[Extract]
===

The secret to business is buy low and sell high. Canadian holding company MCW Energy Group hopes to do that by economically separating the petroleum from oil sands and then selling it at market rates of double to triple the processing costs.

The company uses a patented closed-loop technology that treats the sands with a solvent that helps remove the oil. The oil and solvent are separated, with the latter recycled for the next batch of production. According to CEO Gerald Bailey, the finished sand is 99.9 percent clean and can be put back on the ground.

The company currently has 1,000 acres in Vernal, Utah, about a 173-mile drive east of Salt Lake City. "Those sands run about 12 percent oil," said Bailey, who has a doctorate in chemical engineering. "It looks like black sand. You can pick it up and it's dry, but it's dirty with oil in it."

An $8 million plant using the process can produce 250 barrels of oil a day at a cost of between $30 and $35 a barrel. "Conventional oils typically will run up to $20 a barrel," he said. Although crude oil prices have plummeted from almost $100 a barrel to about $75 since September, that would still let MCW make a significant profit.

"There are hundreds of little oil companies that make a good living off of 250 barrels a day," Bailey said. But MCW sees its first plant as a proof of concept and is currently raising money to build a $70 million plant that could produce 5,000 barrels daily.

In 2006, MCW acquired a Southern California oil distribution business that dates back to the 1930s, which brought products from refineries to gas stations. The business grossed more than $400 million last year, according to Bailey.

"A couple of the founders also came across the technology for oil sands extraction out of some operations being done by the government in Russia," Bailey said. The Russians had developed a process to remove oil from sand as a way to remediate environmental problems like oil spills.

MCW realized that a variation on the technology could also produce oil from the sands. Because it uses a closed-loop system, it generates no by-products to cause environmental hazards, like the pools of waste water left in Western Canada after tar sands extraction.

At the heart of the process is an organic solvent called a surfactant. It reduces the surface tension between the oil and sand, much the way a dish detergent reduces the bond between a spot of grease and a plate. Heat exchangers warm the slurry (like using hot water when doing the dishes). The sand drops to the bottom, and the oil and solvent mixture are piped to a tank where they are separated.

The solvent is then used for the next batch of sand, while the oil is piped to a tanker and brought to a refinery. MCW returns the cleaned sand to the ground, although in theory it could be sold as an additional by-product.

Although oil sands are sometimes compared to Canadian tar sands, there are some significant differences. The oil sands are on the surface, rather than underground, so they don't require mining and injection of water to force the oil to the surface. Bailey also said production costs in Canada are between $55 and $60 per barrel, 70 percent higher than MCW's process.

The company plans on acquiring another 3,000 acres of land in Utah that has an estimated 80 million barrels of oil available. It's also in contact with a number of countries that have oil sands and are potentially interested in their own refineries.

===

[Data]
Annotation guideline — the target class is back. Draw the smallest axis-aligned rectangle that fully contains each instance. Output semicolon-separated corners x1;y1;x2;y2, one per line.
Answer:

===

Please reproduce the oil sands piece word for word, starting at "At the heart" and ending at "they are separated.".

At the heart of the process is an organic solvent called a surfactant. It reduces the surface tension between the oil and sand, much the way a dish detergent reduces the bond between a spot of grease and a plate. Heat exchangers warm the slurry (like using hot water when doing the dishes). The sand drops to the bottom, and the oil and solvent mixture are piped to a tank where they are separated.